▸ Exercise: Rewrite the material from the line containing "of the <item>headlight</item>" up to and including the line containing "M 401 210 L", swapping "headlight" for "taillight" and changing nothing else.

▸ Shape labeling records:

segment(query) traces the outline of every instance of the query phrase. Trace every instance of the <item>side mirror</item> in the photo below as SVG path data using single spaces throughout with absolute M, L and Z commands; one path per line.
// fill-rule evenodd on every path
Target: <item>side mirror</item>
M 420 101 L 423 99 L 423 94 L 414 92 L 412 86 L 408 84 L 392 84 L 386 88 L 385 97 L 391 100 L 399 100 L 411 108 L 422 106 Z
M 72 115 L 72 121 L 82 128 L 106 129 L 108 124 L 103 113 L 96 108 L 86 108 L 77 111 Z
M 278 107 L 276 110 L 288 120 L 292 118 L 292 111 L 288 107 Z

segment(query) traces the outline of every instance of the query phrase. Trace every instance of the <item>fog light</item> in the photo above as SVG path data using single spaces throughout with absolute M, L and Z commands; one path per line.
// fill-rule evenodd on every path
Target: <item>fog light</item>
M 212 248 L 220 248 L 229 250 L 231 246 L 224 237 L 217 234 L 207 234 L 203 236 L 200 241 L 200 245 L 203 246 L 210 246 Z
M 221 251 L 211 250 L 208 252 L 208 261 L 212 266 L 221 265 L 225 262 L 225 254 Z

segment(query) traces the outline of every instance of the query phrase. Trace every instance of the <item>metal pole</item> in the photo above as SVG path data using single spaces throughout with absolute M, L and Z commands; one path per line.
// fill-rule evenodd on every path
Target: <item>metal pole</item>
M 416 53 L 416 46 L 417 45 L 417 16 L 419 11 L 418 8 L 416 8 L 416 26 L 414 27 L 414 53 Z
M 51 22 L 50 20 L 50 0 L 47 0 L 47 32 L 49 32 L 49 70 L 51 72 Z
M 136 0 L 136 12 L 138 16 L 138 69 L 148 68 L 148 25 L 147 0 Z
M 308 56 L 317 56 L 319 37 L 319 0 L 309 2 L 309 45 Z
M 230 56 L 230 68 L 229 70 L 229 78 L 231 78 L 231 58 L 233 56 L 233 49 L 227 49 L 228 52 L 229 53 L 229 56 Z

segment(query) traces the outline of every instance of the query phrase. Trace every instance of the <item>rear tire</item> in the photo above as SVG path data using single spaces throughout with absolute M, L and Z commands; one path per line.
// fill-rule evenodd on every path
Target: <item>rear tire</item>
==
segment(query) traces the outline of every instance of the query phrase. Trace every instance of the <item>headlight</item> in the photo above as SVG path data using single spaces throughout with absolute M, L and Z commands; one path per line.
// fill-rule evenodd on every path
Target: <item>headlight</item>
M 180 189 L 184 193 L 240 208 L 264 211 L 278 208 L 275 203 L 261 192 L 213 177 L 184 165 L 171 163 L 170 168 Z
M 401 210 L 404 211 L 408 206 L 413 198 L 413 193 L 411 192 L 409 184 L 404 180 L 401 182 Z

▸ Exercise result:
segment(query) traces the outline of every instance of the query phrase. Trace every instance of the <item>taillight</item> in the photo above as SVG path data using single spaces throughout with absolute M, L and Z commands; one path per line.
// fill-rule evenodd on every path
Target: <item>taillight</item>
M 180 189 L 184 193 L 240 208 L 264 211 L 278 208 L 275 203 L 261 192 L 213 177 L 184 165 L 171 163 L 170 168 Z
M 401 210 L 404 211 L 408 206 L 413 198 L 413 193 L 411 192 L 409 184 L 404 180 L 401 182 Z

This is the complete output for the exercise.